ЧТО ТРЕБУЕТСЯ СДЕЛАТЬ >>
1) С кем, согласно отрывку о Есенине, поэт обсуждал в издательстве план собрания сочинений?
2) Воспроизведите без изменений фрагмент отрывка о Есенине от слов «Но как только» до слов «и очередных провокаций.».
3) Напишите продолжение отрывка о Есенине, начиная сразу после его последнего предложения.

ТЕКСТ ДЛЯ ЧТЕНИЯ >>
Левит также засвидетельствовал, что Есенин “всю дорогу пьянствовал и хулиганил в вагоне”. Сам же Есенин, давая показания по адресу дипкурьера Рога, отметил, что “сей гражданин пустил по моему адресу ряд колкостей и сделал мне замечание на то, что я пьян. Я ему ответил теми же колкостями… Гр. Левита я не видел совершенно и считаю, что его показания относятся не ко мне… Гр. Левит никаких попыток к освидетельствованию моего состояния не проявлял…”.
В Москву приехал нервный и взвинченный, но благо, был повод быстро успокоиться. Закипела работа над собранием сочинений. Поэт регулярно появлялся в издательстве у Евдокимова, где они обсуждали план собрания, обдумывали композицию, разбирали рукописи. Есенин унес гору бумаг в Померанцев переулок, подключил к работе Толстую… Но долго и усидчиво заниматься рукописью не мог. Накатил очередной прилив творческого вдохновения, и он не столько работал над собранием, сколько над новыми стихами.
Но как только проходило вдохновение и приходилось возвращаться к обыденной жизни, поэт поистине места себе не находил.
На горизонте маячил новый суд. Самого его не покидало ощущение непрестанной слежки и очередных провокаций.

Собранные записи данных
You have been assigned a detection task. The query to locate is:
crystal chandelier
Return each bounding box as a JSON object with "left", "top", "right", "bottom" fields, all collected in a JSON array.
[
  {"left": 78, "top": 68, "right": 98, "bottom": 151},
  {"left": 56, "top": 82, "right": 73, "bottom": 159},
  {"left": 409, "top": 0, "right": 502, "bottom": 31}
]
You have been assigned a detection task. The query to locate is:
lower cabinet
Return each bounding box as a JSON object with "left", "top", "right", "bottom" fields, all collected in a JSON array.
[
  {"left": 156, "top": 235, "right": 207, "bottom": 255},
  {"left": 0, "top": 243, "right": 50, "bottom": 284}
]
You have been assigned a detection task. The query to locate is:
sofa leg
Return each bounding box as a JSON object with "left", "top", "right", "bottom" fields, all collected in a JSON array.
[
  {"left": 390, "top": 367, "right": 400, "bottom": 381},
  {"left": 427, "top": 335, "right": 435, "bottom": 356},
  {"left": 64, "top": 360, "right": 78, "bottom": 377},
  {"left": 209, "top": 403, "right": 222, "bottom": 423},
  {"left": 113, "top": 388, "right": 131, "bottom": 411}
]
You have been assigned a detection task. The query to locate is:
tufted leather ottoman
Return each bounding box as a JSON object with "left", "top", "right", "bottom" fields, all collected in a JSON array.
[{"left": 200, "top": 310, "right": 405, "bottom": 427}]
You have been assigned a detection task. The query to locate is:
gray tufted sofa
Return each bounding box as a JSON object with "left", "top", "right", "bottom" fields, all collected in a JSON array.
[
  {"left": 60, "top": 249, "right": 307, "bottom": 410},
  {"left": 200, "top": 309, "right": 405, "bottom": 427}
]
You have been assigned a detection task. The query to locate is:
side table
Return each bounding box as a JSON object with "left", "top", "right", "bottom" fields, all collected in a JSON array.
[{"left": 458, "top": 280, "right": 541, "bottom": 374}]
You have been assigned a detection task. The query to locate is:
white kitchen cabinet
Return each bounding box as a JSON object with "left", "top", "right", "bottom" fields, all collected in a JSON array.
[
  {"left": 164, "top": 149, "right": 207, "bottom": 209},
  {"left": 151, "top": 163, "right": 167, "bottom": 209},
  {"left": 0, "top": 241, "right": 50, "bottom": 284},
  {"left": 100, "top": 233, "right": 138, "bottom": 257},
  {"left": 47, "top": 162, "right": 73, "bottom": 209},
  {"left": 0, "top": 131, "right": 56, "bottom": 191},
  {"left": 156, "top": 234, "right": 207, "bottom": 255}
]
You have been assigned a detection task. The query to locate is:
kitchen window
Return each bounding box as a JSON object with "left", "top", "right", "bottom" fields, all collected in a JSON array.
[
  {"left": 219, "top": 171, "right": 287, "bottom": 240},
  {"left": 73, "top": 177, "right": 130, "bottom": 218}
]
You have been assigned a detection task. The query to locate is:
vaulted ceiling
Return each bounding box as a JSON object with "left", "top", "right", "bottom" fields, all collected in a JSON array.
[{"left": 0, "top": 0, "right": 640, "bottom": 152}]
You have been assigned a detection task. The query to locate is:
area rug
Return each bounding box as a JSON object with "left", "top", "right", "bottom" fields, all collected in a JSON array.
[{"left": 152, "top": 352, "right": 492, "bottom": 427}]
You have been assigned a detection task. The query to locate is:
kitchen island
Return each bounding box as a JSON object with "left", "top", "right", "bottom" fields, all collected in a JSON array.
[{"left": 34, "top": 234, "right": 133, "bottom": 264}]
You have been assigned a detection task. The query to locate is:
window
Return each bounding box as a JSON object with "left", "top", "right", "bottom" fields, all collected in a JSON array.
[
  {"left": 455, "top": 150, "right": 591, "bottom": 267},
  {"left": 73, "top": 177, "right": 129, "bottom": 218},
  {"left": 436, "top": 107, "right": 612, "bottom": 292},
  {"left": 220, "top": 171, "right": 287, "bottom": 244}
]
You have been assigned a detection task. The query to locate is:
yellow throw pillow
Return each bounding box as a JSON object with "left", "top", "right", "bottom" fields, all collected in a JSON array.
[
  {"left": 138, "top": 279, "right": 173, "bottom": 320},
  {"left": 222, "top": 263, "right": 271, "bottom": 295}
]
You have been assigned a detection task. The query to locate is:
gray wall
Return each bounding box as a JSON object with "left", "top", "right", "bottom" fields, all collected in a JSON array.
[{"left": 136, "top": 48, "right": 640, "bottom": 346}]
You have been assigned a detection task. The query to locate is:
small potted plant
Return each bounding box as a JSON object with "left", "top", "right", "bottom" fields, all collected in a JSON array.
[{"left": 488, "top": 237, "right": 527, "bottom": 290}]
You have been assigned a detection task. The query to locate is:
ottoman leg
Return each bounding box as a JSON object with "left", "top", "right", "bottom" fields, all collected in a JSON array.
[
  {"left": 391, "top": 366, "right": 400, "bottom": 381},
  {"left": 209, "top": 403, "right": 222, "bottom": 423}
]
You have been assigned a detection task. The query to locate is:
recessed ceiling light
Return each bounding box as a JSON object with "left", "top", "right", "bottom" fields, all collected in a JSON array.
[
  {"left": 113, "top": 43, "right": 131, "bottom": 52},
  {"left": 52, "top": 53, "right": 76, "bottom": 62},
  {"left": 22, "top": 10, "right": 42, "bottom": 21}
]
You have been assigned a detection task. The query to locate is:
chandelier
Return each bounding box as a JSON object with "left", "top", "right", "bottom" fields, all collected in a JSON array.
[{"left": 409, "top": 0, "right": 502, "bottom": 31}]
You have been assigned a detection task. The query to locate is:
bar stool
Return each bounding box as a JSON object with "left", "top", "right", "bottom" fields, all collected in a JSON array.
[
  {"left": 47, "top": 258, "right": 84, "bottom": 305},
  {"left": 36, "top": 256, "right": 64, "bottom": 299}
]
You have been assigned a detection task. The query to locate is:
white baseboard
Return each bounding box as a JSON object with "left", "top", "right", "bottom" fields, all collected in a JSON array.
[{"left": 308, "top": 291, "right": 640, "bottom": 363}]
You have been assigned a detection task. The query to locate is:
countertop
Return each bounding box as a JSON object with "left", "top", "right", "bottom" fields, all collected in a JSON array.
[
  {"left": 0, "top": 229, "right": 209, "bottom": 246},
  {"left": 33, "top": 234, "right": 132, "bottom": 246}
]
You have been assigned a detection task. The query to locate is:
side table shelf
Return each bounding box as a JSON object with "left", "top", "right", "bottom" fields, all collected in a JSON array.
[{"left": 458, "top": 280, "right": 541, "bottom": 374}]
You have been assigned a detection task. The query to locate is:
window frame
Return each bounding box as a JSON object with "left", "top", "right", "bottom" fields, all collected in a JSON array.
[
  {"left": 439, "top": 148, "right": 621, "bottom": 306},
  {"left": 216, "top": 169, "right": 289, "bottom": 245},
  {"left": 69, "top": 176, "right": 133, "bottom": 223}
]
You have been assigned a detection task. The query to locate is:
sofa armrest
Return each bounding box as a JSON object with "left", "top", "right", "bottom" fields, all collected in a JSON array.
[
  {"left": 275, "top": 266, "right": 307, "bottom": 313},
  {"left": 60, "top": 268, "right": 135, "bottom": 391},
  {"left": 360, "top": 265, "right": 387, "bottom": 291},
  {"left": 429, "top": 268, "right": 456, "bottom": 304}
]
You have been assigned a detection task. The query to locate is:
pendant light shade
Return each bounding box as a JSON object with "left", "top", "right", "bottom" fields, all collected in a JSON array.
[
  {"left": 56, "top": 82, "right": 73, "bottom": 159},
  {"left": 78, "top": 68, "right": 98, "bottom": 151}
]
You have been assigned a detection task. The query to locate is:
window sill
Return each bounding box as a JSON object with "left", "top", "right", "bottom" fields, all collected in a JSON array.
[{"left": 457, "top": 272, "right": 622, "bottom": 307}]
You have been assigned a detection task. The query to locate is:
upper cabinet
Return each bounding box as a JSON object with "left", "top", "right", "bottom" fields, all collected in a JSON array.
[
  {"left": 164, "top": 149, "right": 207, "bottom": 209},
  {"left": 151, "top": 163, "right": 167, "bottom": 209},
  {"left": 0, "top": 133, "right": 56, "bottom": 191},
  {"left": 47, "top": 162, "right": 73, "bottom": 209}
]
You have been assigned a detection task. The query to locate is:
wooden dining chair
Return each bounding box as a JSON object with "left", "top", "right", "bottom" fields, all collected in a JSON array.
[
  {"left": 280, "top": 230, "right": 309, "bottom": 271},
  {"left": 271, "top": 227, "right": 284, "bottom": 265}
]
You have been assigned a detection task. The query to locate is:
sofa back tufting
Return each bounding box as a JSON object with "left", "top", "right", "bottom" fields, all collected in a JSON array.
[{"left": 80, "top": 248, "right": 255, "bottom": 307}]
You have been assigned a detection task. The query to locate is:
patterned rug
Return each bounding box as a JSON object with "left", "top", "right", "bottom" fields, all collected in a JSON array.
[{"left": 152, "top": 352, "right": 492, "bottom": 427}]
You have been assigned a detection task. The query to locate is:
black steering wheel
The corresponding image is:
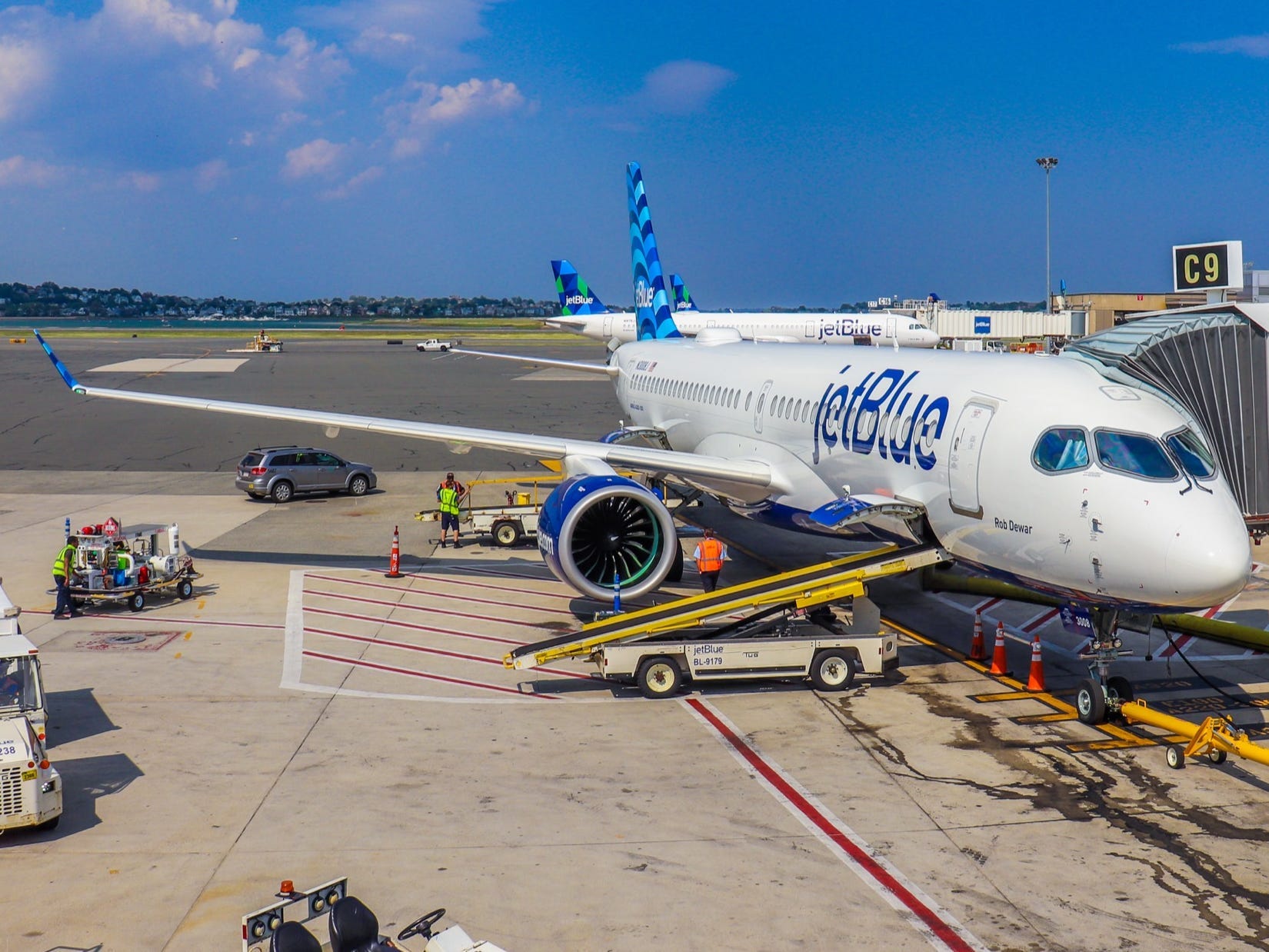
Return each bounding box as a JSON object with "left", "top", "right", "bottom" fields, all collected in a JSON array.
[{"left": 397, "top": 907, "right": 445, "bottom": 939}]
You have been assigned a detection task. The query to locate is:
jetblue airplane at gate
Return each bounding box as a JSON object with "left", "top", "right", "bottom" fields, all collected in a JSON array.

ОТВЕТЫ ПО ЗАДАНИЯМ >>
1) С Евдокимовым.

2)
Но как только проходило вдохновение и приходилось возвращаться к обыденной жизни, поэт поистине места себе не находил.
На горизонте маячил новый суд. Самого его не покидало ощущение непрестанной слежки и очередных провокаций.

3)
Работа была напряженная. Есенин сидел в библиотеке, просматривал старые публикации, потом брался за разбор рукописей. Проставлял даты, вычеркивал, снова проставлял.
В конце концов, сделал два тома.
Дмитрий Фурманов, один из редакторов Госиздата, настоял на том, чтобы Есенин приложил к собранию свою автобиографию. Есенин, проклиная все на свете, взялся писать се, переписывая целыми кусками свои прежние автобиографии. Получилась полная “липа”, но лишь бы отвязались, наконец, лишь бы поскорее запустить тома и получить гранки.
Сдача в производство была намечена на ноябрь. Окончательную проверку дат и шлифовку всей работы Есенин отложил до корректуры.
Навестил Зинаиду Райх и детей. Как со взрослой поговорил с Танечкой, возмутился бездарными детскими книжками, которые его ребятишки читают. Произнес: “Вы должны знать мои стихи”. Очередной разговор с Райх закончился скандалом и слезами. “Требует, тянет, как из бездонной бочки. Можно подумать, впроголодь живет. Это за спиной у Мейерхольда!”
Есенин жаловался в эти дни и на охватившую его тоску, и на то, что ему трудно работать, потому что у него “нет соперников”, и что ему “надоело все”… Подобные минуты проходили, настроение менялось, он оживлялся и преображался, чтобы через какое-то время снова впасть в удрученное состояние. Травля в газетах, недоброжелательный отзыв Горького о поэзии Есенина, постоянные “критические” высказывания “друзей” — поэтов, что лирика Есенина сегодня “не ко двору”, она не для пролетариев, постоянные вызовы в милицию за хулиганские поступки, повестки в суд, душевное одиночество, что свойственно гениям, вызывали у поэта приступы истерии с уклоном в шизофрению. Отсюда у поэта неизменное и возрастающее чувство опасности. Ему казалось: кольцо сжимается. Откуда придет опасность, не знал. Но почти реально казалось, что долго ждать не придется.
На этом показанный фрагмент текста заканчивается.